TO DO
Print the whole listing exactly.

DATASET EXCERPTS
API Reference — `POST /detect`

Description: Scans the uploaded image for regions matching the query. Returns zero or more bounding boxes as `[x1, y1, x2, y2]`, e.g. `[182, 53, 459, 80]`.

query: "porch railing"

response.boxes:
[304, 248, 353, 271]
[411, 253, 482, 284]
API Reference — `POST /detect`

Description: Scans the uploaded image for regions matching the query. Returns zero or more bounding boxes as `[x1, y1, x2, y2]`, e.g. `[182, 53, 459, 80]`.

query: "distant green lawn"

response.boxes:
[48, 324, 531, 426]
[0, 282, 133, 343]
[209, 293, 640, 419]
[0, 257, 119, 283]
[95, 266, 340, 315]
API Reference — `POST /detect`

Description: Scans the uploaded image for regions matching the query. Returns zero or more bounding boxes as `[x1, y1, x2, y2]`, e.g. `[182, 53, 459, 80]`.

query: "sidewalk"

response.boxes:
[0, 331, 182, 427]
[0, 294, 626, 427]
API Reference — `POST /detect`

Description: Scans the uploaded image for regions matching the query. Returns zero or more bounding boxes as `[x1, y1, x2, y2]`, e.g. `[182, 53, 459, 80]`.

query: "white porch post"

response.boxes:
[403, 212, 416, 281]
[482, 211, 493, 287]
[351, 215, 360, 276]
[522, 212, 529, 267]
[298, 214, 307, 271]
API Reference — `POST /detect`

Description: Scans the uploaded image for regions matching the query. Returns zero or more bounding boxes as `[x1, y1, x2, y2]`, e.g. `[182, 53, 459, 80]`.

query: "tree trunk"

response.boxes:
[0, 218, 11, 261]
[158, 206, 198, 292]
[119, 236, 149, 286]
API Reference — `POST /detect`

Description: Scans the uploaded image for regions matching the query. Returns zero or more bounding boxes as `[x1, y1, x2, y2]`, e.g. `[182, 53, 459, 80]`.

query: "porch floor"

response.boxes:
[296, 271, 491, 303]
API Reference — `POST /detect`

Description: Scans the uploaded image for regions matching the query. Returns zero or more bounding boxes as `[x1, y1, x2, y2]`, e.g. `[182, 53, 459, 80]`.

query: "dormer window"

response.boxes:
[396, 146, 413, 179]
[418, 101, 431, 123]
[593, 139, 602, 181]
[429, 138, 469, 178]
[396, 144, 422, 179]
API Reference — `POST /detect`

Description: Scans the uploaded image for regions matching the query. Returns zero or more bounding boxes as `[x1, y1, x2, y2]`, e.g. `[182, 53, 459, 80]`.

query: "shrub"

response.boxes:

OUTPUT FOR THIS TASK
API Reference — `POST /detect`

Description: Scans the uploaded image for regions matching the query. Returns zero or more bounding boxes as `[x1, y1, x2, y2]`, e.g. `[182, 53, 459, 80]`.

query: "porch railing"

response.boxes:
[304, 248, 353, 271]
[411, 253, 482, 284]
API Reference — `POST /detect`

Description: Scans the uploaded image for regions matching the query. Returns zero or more bounding boxes as `[x1, y1, x2, y2]`, e.g. `[182, 53, 459, 80]`.

query: "distant green lawn"

response.boxes:
[48, 324, 531, 426]
[0, 282, 133, 343]
[209, 293, 640, 419]
[0, 257, 119, 283]
[95, 266, 340, 315]
API Reference — `POST /detect`

Description: Scans the uploaded image for regions matching the query. Returns zero or more bounding boxes as `[x1, y1, x2, y2]`, e.g. `[182, 53, 459, 80]`.

query: "sidewalk"

response.boxes:
[0, 331, 182, 427]
[0, 294, 626, 427]
API Reference — `POST /detect`

Description: Scans the uploaded image for regions matching the query. Returns zero or more bounding boxes as `[x1, y1, x2, y2]`, e.g. `[182, 53, 459, 80]`.

query: "white porch post"

response.boxes:
[403, 212, 416, 281]
[482, 211, 493, 287]
[351, 215, 360, 276]
[522, 212, 529, 267]
[298, 214, 307, 271]
API Reference — `POST /detect`

Description: Scans the uploaded image for regions matching the query. Returns zero or more bounding boxes as `[x1, y1, x2, y2]`, e.g. `[182, 53, 459, 80]`.

query: "tree trunk"

response.boxes:
[0, 218, 11, 261]
[158, 206, 198, 292]
[119, 236, 149, 286]
API Reference — `POST /detect`

Description: Scans the uploaded image for regions matching the query. Returns zero or more bounding boxes as `[x1, y1, x2, y2]`, e.g. `[182, 53, 459, 80]`.

query: "porch floor"

response.boxes:
[296, 271, 491, 303]
API Reference — `POST /detect`

Description: Scans the uploaded image for regions matching the query. Returns zero or more bounding boxes as `[x1, y1, x2, y2]`, e.g. `[182, 53, 459, 80]`.

query: "dormer window"

response.boxes:
[396, 146, 413, 179]
[418, 101, 431, 123]
[593, 139, 602, 181]
[429, 138, 469, 178]
[396, 144, 422, 179]
API Reference — `POST /detect`

Description: Scans the uploaded image for regions matching the query. Returns zero or more bounding boxes as `[x1, y1, x2, y2]`, e.g. `[182, 53, 459, 80]`.

query: "shrub"

response.boxes:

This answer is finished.